### Text provided
[START]
System-oriented IR evaluations are limited to rather abstract understandings of real user behavior

Last update: Nov 23, 2022

Related tags

Deep Learning ecir2022-uqv-sim

Overview

Validating Simulations of User Query Variants

This repository contains the scripts of the experiments and evaluations, simulated queries, as well as the figures of:

Timo Breuer, Norbert Fuhr, and Philipp Schaer. 2022. Validating Simulations of User Query Variants. In Proceedings of the 44th European Conference on IR Research, ECIR 2022.

System-oriented IR evaluations are limited to rather abstract understandings of real user behavior. As a solution, simulating user interactions provides a cost-efficient way to support system-oriented experiments with more realistic directives when no interaction logs are available. While there are several user models for simulated clicks or result list interactions, very few attempts have been made towards query simulations, and it has not been investigated if these can reproduce properties of real queries. In this work, we validate simulated user query variants with the help of TREC test collections in reference to real user queries that were made for the corresponding topics. Besides, we introduce a simple yet effective method that gives better reproductions of real queries than the established methods. Our evaluation framework validates the simulations regarding the retrieval performance, reproducibility of topic score distributions, shared task utility, effort and effect, and query term similarity when compared with real user query variants. While the retrieval effectiveness and statistical properties of the topic score distributions as well as economic aspects are close to that of real queries, it is still challenging to simulate exact term matches and later query reformulations.
[END]
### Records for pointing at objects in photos
[START]
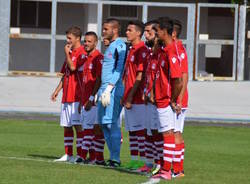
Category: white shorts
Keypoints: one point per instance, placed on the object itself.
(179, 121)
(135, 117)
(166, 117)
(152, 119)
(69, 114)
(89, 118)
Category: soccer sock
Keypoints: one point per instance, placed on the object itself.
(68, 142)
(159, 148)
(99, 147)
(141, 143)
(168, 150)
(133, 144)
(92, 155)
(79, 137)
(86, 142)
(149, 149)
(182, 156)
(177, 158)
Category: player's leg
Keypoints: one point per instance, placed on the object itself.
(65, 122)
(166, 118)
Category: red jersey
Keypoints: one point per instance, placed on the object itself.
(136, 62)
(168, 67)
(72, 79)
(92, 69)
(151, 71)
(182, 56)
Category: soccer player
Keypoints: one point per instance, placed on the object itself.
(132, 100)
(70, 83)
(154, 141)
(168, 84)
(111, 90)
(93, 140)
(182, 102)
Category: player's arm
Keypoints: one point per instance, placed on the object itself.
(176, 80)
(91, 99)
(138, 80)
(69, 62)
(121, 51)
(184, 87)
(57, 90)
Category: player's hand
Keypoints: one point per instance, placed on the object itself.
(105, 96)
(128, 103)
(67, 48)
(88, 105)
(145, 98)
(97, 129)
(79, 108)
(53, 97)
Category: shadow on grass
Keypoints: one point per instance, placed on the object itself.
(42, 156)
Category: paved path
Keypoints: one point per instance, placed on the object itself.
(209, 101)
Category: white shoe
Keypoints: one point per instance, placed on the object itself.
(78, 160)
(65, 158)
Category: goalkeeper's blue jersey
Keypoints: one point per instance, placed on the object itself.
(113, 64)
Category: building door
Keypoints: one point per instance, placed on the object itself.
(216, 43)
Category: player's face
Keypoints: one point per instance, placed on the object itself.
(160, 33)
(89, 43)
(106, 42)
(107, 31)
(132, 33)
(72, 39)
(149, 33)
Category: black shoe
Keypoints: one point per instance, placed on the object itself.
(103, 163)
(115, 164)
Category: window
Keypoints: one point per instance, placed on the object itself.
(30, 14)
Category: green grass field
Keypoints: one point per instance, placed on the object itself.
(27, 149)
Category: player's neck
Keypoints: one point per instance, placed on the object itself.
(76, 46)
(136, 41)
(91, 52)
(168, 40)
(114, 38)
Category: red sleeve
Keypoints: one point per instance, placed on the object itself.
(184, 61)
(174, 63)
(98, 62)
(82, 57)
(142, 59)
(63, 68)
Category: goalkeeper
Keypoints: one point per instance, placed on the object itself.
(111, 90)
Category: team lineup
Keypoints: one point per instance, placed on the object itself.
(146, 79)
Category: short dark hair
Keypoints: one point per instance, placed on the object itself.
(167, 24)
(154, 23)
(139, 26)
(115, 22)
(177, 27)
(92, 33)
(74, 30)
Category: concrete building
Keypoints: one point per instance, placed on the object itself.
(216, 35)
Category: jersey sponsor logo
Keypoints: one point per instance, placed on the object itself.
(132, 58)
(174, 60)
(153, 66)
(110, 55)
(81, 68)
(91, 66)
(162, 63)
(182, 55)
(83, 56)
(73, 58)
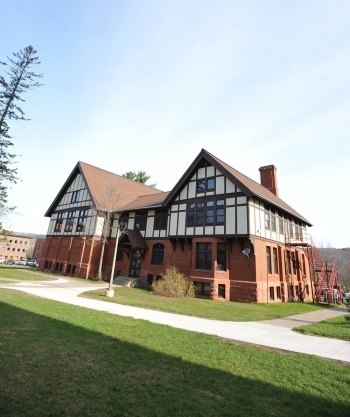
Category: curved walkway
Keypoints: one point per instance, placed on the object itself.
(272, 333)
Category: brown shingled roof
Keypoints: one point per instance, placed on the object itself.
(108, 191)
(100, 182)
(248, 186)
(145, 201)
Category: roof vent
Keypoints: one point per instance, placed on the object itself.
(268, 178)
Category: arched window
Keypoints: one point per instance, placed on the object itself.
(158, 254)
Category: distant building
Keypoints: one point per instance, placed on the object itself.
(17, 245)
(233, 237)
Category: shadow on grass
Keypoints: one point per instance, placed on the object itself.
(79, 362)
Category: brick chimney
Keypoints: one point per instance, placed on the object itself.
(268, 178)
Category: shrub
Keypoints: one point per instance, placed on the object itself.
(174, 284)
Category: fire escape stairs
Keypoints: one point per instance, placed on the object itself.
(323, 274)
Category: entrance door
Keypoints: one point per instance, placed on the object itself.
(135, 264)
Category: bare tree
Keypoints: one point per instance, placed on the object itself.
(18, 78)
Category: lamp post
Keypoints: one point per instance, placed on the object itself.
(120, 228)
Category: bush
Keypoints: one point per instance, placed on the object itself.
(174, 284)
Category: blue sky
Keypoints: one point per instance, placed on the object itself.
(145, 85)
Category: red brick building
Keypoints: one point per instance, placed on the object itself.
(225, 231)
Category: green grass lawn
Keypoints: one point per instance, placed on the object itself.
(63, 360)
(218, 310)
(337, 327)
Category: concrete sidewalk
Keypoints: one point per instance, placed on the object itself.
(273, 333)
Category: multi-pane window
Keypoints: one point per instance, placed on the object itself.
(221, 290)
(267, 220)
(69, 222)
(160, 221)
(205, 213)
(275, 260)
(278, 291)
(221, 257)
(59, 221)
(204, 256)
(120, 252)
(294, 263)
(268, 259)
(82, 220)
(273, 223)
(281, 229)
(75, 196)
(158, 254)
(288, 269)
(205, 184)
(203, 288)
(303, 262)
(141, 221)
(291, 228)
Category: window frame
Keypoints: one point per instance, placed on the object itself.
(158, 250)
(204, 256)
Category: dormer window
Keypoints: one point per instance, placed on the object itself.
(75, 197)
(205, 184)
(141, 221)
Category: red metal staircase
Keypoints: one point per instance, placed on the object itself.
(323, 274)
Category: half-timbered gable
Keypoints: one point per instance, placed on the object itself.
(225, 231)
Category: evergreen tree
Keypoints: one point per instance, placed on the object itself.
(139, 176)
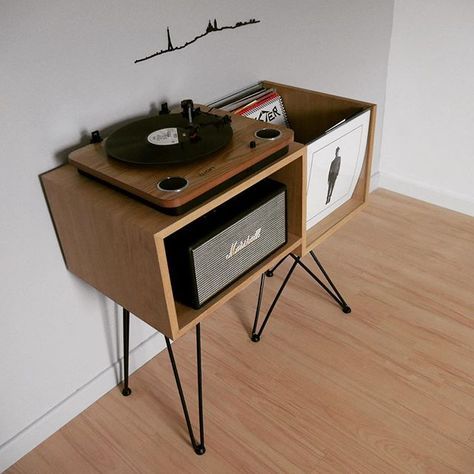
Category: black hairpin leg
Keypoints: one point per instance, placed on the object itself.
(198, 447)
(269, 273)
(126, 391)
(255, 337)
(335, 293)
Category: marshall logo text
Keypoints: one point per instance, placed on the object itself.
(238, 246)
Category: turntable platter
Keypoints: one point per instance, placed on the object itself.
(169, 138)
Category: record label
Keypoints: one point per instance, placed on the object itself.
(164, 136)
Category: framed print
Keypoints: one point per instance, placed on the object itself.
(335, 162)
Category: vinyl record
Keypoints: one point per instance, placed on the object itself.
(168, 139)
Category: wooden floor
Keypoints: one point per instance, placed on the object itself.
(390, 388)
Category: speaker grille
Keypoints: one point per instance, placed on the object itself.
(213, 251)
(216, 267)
[END]
### What is required
Please state what the overview of simulated user query variants says is still challenging to simulate.

### Response to this task
Exact term matches and later query reformulations.